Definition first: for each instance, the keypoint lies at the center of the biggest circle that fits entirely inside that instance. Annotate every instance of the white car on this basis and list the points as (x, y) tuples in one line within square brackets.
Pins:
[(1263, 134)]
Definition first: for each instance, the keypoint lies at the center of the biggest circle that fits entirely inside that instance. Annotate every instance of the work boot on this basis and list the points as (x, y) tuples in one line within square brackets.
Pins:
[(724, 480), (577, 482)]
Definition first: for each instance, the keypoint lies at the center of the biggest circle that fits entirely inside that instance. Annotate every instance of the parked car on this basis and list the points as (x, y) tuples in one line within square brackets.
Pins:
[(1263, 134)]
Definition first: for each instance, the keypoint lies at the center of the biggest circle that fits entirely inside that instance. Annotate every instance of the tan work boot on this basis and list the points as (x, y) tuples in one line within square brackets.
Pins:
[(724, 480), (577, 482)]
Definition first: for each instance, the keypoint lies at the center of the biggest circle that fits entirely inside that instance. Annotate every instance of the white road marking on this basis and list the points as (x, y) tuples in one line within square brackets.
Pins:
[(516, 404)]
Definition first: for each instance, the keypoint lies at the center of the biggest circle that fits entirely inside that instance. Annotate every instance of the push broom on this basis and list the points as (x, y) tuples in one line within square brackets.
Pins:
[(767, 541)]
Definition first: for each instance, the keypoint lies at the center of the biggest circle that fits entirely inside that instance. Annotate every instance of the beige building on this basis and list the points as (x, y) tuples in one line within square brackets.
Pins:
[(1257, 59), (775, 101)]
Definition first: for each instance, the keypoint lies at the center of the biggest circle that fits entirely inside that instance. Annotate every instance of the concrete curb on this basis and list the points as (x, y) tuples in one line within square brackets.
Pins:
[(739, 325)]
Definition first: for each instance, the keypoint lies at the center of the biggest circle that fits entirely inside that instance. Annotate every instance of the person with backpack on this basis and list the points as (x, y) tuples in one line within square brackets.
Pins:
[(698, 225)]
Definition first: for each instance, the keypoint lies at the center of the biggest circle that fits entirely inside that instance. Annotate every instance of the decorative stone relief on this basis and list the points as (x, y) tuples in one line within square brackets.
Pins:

◇ ◇ ◇ ◇ ◇ ◇ ◇

Work task - The complete set of entries is to be restated word for word.

Answer section -
Definition first: for each instance, the keypoint lies at the center of the biggest circle that fits entirely inside that instance. Annotate every instance of the white car on this basis and list the points as (x, y) tuples in one line within square brackets.
Pins:
[(1263, 134)]
Definition first: for each instance, the keypoint lies at the center of the biggest circle that fits entirely inside that instance. Annotate every instance of the work boot on this basis and list the points as (x, y) tuples in one line within square brackets.
Pins:
[(724, 480), (577, 482)]
Definition first: for each instance, the keypoint lies at the center of the biggest circle that fits entirely inside that instance. Annotate every instance of the parked car on this basis and list the points as (x, y) tuples in one line within square brackets.
Pins:
[(1263, 134)]
Definition first: for each instance, the keypoint lies at the center of the biggest circle that fits entirely inside that instance. Annotate every instance of the tan work boot on this basis and list the points as (x, y) tuples in one line within square brackets.
Pins:
[(724, 480), (577, 482)]
Definition first: for each instance, the keypoint lies at the center of the biggest circle that fits entirely inside that instance. Annotate every instance of the white road marking on this basis and list the points as (x, y) tuples in one line within square brackets.
Pins:
[(516, 404)]
Definition first: for each instance, the keypoint lies at the center of the biggest circle that fits entirely inside that instance. Annotate every instance of the push broom on this basis and list the points as (x, y) tuples in one line within square brackets.
Pins:
[(767, 541)]
Definition first: for each instance, the keypoint lies at the center of the biggest circle that fits entirely inside that instance. Annotate every instance of the beige building on this basis and list the points as (x, y) tuples in one line within square brackets.
Pins:
[(1257, 59), (775, 101)]
Definition first: for each instance, the keypoint lies at the center of the biggest circle that fits entirely inside that instance. Annotate every instance of the concrete curb on this basis and list the points as (x, y) tuples in one line within square brackets.
Pins:
[(739, 325)]
Definition first: for each instance, the keypoint lies at the center of the biggest circle that fits entirely inside that instance. Annotate every instance of the person with backpack on this basis and list the points as (x, y) tuples in one line within square brackets.
Pins:
[(698, 225)]
Definition first: for each instance, the keypoint lies at the center of the biggest circle that fits entirely inside that instance. Annotate every instance of the decorative stone relief on this basis and list the points as (x, y) tuples in one line within square brackets.
Pins:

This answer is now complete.